Any regular reader of this blog will know from previous posts that I have been suffering from a depressive disorder for the past 2 1/2 years. The emotional breaking point was not the loss of my entire family before I was 23 years old. No, I was able to cope with the loss of both parents, 2 sisters and 1 brother because in part it wasn't a personal attack - a fact of life and a circumstances that I was forced to adjust to whether I liked it or not. I didn't like it, but I persisted and survived and dare I say...I even thrived. My downfall was something much more insidious - it was the constant and unrelenting character assassination that went on for years while I struggled to provide a safe and stable life for my two young children as a single parent. It wasn't my work performance it was me. I didn't say hello when I passed a particular person in a hall filled with hundreds of others. I didn't share my life with everybody at work. In fact I devoted my life to my children and the time I could spend with them and of course my attempts to provide for them financially and emotionally. Bottom line is that I was bullied at work by my supervisors and colleagues when I worked in the Catholic School system that was putting forth a face to the media that claimed to be against bullying. But in the classroom, I saw the teachers bully the students. In the halls, I saw teachers discriminate against students by race and sex and athletic ability. In the office, I was the danger because I saw and I documented. I had to be stopped. I wasn't on their side so I was the enemy. As a side note to any parent reading who has a child in the school system, do not assume that the teachers or administration will protect your child. I am here to tell you, that it is my experience that a vast majority of them are shining examples of how to bully those they percieve to be less then them. My mother was a teacher, some of the people I respect the most in my life are teachers. There are good and bad....be careful and be vigilant. 

SOME FOOD FOR THOUGHT

In an attempt to heal, I made some drastic changes in my life. I didn't know what else to do and what I had been doing was not working. I still think that the overall decision was sound and will in the long-term be a healthy decision for me. But what has happened since making that decision is enough to make me want to jump off the 18th floor balcony. I'm not going to get into all the details, because right now it is far to painful and I am trying to stay away from the edge. 

18th Floor Balcony - Blue October

This story is far from over and I hope that I am around to see it's conclusion but the best I can do now is hope that God or my Guardian Angels hold my hand when it's time for me to fly.......

Friday, May 17, 2013

Today I Can Take A Breath Knowing That Tomorrow I Can Take Another

Fallen - Sarah McLachlan

I have heard this song many times in the years since it's release in 2003, but when I heard it today on my way to an important meeting it felt like I was being slapped across the face. It spoke to me and at the same time it felt like all my feelings and thoughts were being told through the voice of Sarah McLachlan. And then I came home and searched for the video on YouTube and I literally could have been knocked over with a feather. Too often in the past couple of years I have been terrified to have a soak in the bathtub because I have been in the position where I wanted to just let go. To sink into the peace and comfort of the water. Of course, the thought of what the poor paramedics would find days or weeks later was just more than I could bear. Too much for anyone else to see. Oh...my eyes!

## Natural-language object grounding data
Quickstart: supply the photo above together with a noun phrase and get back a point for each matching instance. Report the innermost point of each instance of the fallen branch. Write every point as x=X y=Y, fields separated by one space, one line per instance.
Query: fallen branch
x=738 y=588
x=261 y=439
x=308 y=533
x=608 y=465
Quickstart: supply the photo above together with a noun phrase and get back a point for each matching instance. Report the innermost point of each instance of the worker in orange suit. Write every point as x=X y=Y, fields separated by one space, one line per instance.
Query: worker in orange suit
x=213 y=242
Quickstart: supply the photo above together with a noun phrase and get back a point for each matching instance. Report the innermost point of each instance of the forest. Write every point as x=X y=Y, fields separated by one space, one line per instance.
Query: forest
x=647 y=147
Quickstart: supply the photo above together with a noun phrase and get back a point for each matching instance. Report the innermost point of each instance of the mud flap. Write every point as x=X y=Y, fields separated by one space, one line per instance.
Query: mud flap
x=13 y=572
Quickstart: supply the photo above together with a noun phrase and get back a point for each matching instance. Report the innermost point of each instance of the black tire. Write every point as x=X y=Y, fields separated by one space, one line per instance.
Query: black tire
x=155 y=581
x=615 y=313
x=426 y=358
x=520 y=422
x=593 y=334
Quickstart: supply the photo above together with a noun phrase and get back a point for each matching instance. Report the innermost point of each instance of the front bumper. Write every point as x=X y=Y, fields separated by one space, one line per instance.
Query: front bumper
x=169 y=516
...
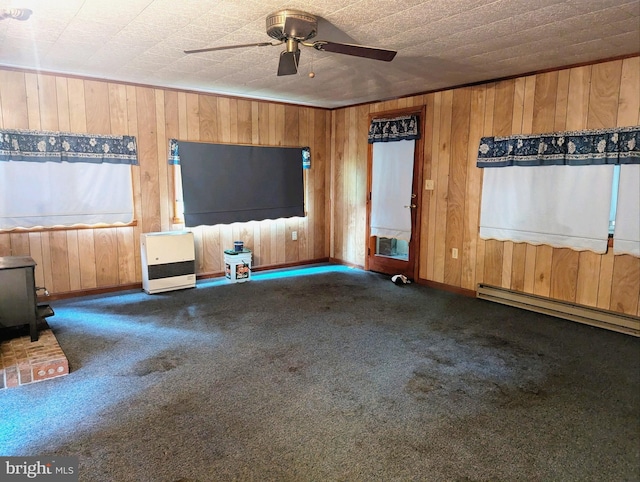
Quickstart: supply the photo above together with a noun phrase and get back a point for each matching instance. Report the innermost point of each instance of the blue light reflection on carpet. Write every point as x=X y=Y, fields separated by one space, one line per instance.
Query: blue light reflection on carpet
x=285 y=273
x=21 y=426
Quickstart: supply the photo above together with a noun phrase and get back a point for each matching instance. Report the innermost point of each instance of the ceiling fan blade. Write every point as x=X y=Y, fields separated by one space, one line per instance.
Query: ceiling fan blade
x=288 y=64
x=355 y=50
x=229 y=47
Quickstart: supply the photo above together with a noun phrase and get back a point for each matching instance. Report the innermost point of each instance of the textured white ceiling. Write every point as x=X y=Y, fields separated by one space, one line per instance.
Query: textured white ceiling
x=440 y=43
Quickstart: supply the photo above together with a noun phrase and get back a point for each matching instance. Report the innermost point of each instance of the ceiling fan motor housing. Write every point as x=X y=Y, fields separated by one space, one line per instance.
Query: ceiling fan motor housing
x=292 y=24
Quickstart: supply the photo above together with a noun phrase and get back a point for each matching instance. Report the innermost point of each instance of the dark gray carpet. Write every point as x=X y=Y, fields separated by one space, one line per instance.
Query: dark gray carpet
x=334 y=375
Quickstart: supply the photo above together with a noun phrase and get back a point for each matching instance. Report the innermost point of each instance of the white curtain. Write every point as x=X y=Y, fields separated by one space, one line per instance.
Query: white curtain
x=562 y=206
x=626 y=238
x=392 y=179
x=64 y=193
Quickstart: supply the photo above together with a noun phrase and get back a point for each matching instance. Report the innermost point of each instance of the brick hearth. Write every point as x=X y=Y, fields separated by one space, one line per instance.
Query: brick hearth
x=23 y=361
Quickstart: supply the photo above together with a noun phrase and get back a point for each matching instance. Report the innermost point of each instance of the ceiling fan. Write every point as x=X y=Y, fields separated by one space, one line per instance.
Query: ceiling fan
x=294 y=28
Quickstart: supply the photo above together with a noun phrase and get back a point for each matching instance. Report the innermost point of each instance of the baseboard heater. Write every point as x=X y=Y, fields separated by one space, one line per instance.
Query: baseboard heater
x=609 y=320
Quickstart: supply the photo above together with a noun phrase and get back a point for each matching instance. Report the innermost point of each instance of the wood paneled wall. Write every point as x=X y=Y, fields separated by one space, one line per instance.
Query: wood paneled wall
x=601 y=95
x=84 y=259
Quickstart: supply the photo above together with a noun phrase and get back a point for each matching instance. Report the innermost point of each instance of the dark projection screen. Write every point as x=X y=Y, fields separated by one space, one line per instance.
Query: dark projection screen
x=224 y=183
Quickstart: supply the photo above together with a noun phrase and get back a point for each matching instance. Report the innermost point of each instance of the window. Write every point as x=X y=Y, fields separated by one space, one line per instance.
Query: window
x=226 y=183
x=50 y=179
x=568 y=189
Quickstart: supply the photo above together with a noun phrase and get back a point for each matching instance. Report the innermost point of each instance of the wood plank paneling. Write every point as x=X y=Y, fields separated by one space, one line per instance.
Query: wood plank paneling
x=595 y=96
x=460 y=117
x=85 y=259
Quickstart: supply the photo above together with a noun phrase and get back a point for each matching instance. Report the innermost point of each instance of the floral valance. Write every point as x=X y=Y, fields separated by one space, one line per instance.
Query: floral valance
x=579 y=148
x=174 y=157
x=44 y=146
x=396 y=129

## THINGS TO DO
1: In the blog text, on what grounds did the writer see teachers in the halls discriminate against students? List every one the text gives.
2: Go on with the blog text, starting right after its final sentence.

## ANSWER LIST
1: Race, sex, and athletic ability.

2:
Sarah McLachlan may have written this as a love song. Some say it is about an affair - the pain of love that can never be, the abandonment of those that don't approve and the emptiness that comes from one mistake. Others say the subject is suicide. Let's face it, not many would intentional say that they wrote a song in the depths of despair for too many would latch on and make it an anthem. But as someone on the edge of the abyss, I can relate to this song on precisely that level. As can others, judging by comments posted on the video. One had stated that her friend was the strongest and weakest all at the same time before she committed suicide. I get that. I understand the hours that are spent every day planning one's own demise. Everyone of us suffers from pain but the darkness comes from despair and lack of hope. That is what people don't understand...that it can get so bad. It's not the size of the battle it's the will to fight it that makes the difference in the outcome - win or lose.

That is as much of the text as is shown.